-- What you will do --
Reproduce all the entries exactly and keep the pictures out.

-- Data rows --

..............................

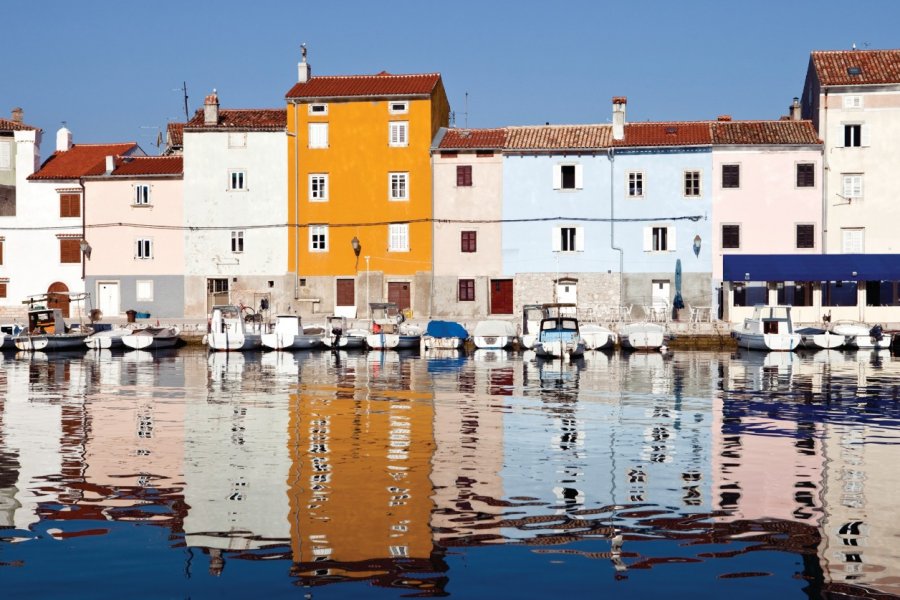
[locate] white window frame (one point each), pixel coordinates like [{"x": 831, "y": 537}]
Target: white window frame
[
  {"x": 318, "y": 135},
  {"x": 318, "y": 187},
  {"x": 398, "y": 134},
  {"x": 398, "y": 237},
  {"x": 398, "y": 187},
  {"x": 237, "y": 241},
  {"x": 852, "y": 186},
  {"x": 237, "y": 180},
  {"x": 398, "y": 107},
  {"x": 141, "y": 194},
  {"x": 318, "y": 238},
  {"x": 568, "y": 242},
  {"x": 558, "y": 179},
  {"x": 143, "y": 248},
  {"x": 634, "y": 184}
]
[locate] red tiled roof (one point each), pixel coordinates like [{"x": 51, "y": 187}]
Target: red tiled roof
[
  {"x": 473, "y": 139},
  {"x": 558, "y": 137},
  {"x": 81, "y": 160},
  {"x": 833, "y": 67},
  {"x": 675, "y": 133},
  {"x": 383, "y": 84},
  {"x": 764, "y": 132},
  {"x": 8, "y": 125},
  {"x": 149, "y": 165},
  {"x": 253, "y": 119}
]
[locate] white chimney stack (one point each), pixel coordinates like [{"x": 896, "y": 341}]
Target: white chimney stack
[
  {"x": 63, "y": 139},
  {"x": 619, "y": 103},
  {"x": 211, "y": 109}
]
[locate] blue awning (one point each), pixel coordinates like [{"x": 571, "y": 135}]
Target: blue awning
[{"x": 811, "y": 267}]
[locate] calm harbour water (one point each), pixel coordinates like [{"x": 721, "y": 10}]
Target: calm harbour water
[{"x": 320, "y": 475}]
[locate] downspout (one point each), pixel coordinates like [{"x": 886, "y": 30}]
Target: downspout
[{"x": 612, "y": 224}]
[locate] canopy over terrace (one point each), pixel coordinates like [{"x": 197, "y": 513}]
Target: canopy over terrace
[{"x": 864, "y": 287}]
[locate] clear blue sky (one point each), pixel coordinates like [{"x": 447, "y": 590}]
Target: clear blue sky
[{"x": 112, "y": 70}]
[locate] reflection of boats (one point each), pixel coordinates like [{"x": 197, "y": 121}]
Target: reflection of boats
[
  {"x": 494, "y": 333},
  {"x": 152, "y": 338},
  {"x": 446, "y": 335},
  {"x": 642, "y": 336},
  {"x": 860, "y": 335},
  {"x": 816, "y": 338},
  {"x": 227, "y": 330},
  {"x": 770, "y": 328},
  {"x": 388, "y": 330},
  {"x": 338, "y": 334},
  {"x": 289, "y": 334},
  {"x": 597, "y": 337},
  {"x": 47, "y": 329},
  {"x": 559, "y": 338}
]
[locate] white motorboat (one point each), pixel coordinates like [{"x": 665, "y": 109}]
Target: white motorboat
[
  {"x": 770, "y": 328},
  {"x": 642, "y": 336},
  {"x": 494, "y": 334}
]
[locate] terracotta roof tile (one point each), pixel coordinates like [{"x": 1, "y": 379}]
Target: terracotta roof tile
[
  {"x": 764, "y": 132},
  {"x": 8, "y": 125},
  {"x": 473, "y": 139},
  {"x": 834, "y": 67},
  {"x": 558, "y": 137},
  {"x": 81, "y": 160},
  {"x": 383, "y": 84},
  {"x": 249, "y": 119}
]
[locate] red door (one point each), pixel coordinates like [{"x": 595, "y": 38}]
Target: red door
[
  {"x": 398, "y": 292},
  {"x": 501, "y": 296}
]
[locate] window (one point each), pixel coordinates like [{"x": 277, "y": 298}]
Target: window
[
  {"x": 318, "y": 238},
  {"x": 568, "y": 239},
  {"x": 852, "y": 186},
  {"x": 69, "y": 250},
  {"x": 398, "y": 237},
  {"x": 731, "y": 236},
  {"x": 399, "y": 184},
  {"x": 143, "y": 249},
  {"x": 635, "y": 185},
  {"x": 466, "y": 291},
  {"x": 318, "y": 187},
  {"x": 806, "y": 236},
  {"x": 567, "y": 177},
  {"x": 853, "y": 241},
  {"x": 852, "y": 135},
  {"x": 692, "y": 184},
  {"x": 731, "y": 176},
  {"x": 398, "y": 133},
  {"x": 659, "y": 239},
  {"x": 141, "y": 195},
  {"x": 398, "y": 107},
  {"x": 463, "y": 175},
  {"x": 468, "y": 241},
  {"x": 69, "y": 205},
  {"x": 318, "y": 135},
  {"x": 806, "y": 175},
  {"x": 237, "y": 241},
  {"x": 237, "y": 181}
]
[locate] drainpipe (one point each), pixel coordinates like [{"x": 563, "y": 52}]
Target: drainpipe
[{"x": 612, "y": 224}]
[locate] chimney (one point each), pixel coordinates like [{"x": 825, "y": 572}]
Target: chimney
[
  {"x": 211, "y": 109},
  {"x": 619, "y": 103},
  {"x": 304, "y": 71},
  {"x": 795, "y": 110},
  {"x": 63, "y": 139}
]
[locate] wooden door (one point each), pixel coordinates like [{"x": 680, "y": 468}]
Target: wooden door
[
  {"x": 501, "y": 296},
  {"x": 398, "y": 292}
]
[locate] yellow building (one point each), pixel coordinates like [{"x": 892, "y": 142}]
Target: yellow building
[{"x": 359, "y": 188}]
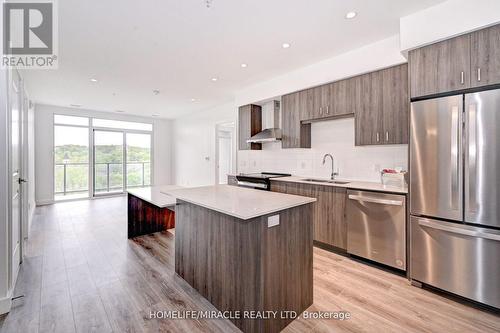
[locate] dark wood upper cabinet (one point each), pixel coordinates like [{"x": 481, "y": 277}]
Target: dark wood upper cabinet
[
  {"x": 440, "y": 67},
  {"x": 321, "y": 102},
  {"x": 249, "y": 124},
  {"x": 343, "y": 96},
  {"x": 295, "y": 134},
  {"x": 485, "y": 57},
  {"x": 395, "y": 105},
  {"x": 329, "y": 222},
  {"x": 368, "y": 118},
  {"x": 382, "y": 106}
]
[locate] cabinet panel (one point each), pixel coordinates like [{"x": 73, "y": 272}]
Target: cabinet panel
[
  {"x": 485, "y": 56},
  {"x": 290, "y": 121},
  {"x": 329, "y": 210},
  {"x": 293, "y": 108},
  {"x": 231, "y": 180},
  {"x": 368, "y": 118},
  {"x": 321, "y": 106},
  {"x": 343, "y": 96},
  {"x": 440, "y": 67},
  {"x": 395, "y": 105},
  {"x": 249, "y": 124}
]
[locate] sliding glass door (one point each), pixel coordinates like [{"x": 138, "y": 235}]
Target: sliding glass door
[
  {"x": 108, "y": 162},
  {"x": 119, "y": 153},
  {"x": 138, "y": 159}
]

..............................

-- Complete output --
[locate] white window frame (one point each), pixel coordinates like [{"x": 831, "y": 537}]
Target: white window frame
[
  {"x": 318, "y": 135},
  {"x": 318, "y": 187},
  {"x": 398, "y": 134},
  {"x": 398, "y": 237},
  {"x": 398, "y": 187},
  {"x": 237, "y": 241},
  {"x": 852, "y": 186},
  {"x": 237, "y": 180},
  {"x": 398, "y": 107},
  {"x": 141, "y": 194},
  {"x": 318, "y": 238},
  {"x": 568, "y": 242},
  {"x": 558, "y": 179},
  {"x": 143, "y": 248},
  {"x": 634, "y": 184}
]
[locate] red tiled roof (one point each), pixel coordinates like [{"x": 51, "y": 187}]
Target: red tiled roof
[
  {"x": 473, "y": 139},
  {"x": 558, "y": 137},
  {"x": 81, "y": 160},
  {"x": 833, "y": 67},
  {"x": 675, "y": 133},
  {"x": 383, "y": 84},
  {"x": 764, "y": 132},
  {"x": 8, "y": 125},
  {"x": 149, "y": 165},
  {"x": 253, "y": 119}
]
[locate] white chimney stack (one point each), pixel coordinates like [{"x": 896, "y": 341}]
Target: white chimney stack
[
  {"x": 63, "y": 139},
  {"x": 619, "y": 103},
  {"x": 211, "y": 109}
]
[locate] blue awning (one point each), pixel coordinates like [{"x": 571, "y": 135}]
Target: blue awning
[{"x": 811, "y": 267}]
[locate] calm harbour water (one point each), pixel coordinates like [{"x": 721, "y": 10}]
Target: calm harbour water
[{"x": 320, "y": 475}]
[locate] downspout (one point each), pixel coordinates like [{"x": 886, "y": 30}]
Target: downspout
[{"x": 612, "y": 224}]
[locate] canopy over terrace (one point each), pixel coordinates like [{"x": 197, "y": 513}]
Target: canopy over terrace
[{"x": 864, "y": 287}]
[locate] clear blue sky (one point each), pixel coordinates like [{"x": 447, "y": 590}]
Target: clear blue sky
[{"x": 112, "y": 70}]
[locate] reflection of boats (one point each), pixel coordinates like [{"x": 197, "y": 121}]
Target: reflection of boats
[
  {"x": 494, "y": 333},
  {"x": 152, "y": 338},
  {"x": 446, "y": 335},
  {"x": 642, "y": 336},
  {"x": 860, "y": 335},
  {"x": 816, "y": 338},
  {"x": 227, "y": 330},
  {"x": 770, "y": 328},
  {"x": 388, "y": 330},
  {"x": 338, "y": 334},
  {"x": 289, "y": 334},
  {"x": 597, "y": 337},
  {"x": 47, "y": 329},
  {"x": 559, "y": 338}
]
[locate] white motorboat (one point each), pixel coordinates like [{"x": 665, "y": 109}]
Target: white motorboat
[
  {"x": 770, "y": 328},
  {"x": 642, "y": 336},
  {"x": 494, "y": 334}
]
[locate] terracotta roof tile (one point each), pixel coordinates like [{"x": 1, "y": 379}]
Target: terracotta roof tile
[
  {"x": 764, "y": 132},
  {"x": 8, "y": 125},
  {"x": 473, "y": 139},
  {"x": 834, "y": 67},
  {"x": 558, "y": 137},
  {"x": 81, "y": 160},
  {"x": 383, "y": 84},
  {"x": 249, "y": 119}
]
[locate] red door (one point each), pixel coordinates like [{"x": 595, "y": 38}]
Target: red door
[
  {"x": 398, "y": 292},
  {"x": 501, "y": 296}
]
[locate] window (one point each), pixel coordinates like [{"x": 277, "y": 298}]
Target: window
[
  {"x": 318, "y": 238},
  {"x": 568, "y": 239},
  {"x": 852, "y": 186},
  {"x": 69, "y": 250},
  {"x": 398, "y": 237},
  {"x": 731, "y": 236},
  {"x": 399, "y": 184},
  {"x": 143, "y": 249},
  {"x": 635, "y": 185},
  {"x": 466, "y": 291},
  {"x": 318, "y": 187},
  {"x": 806, "y": 236},
  {"x": 567, "y": 177},
  {"x": 853, "y": 241},
  {"x": 852, "y": 135},
  {"x": 692, "y": 184},
  {"x": 731, "y": 176},
  {"x": 398, "y": 133},
  {"x": 659, "y": 239},
  {"x": 141, "y": 195},
  {"x": 398, "y": 107},
  {"x": 463, "y": 175},
  {"x": 468, "y": 241},
  {"x": 69, "y": 205},
  {"x": 318, "y": 135},
  {"x": 806, "y": 175},
  {"x": 237, "y": 241},
  {"x": 237, "y": 181}
]
[locate] drainpipe (one point each), pixel coordinates like [{"x": 563, "y": 52}]
Target: drainpipe
[{"x": 612, "y": 224}]
[locate] chimney (one point each), pixel coordinates like [{"x": 825, "y": 572}]
Target: chimney
[
  {"x": 211, "y": 109},
  {"x": 619, "y": 103},
  {"x": 304, "y": 71},
  {"x": 795, "y": 110},
  {"x": 63, "y": 139}
]
[locate] wooden door (one point each), pixel coordinates like [{"x": 680, "y": 468}]
Target: wooden door
[
  {"x": 501, "y": 296},
  {"x": 398, "y": 292}
]
[locate] yellow building (one point each), pixel coordinates like [{"x": 892, "y": 142}]
Target: yellow building
[{"x": 359, "y": 188}]
[locate] dark wood upper cabinet (one point each), pixel coordinates like [{"x": 481, "y": 277}]
Target: dark wood upper cabinet
[
  {"x": 440, "y": 67},
  {"x": 321, "y": 102},
  {"x": 249, "y": 124},
  {"x": 343, "y": 96},
  {"x": 295, "y": 134},
  {"x": 485, "y": 57},
  {"x": 395, "y": 105},
  {"x": 329, "y": 222},
  {"x": 368, "y": 118},
  {"x": 382, "y": 106}
]
[locate] cabinet panel (one point each), pixel coordinates like [{"x": 73, "y": 272}]
Target: cabinet panel
[
  {"x": 485, "y": 56},
  {"x": 290, "y": 121},
  {"x": 329, "y": 210},
  {"x": 293, "y": 108},
  {"x": 231, "y": 180},
  {"x": 368, "y": 118},
  {"x": 321, "y": 106},
  {"x": 343, "y": 96},
  {"x": 440, "y": 67},
  {"x": 395, "y": 105},
  {"x": 249, "y": 124}
]
[locate] sliding glass door (one point each), pixel coordinates like [{"x": 138, "y": 235}]
Target: sliding glass door
[
  {"x": 108, "y": 162},
  {"x": 119, "y": 153},
  {"x": 138, "y": 159}
]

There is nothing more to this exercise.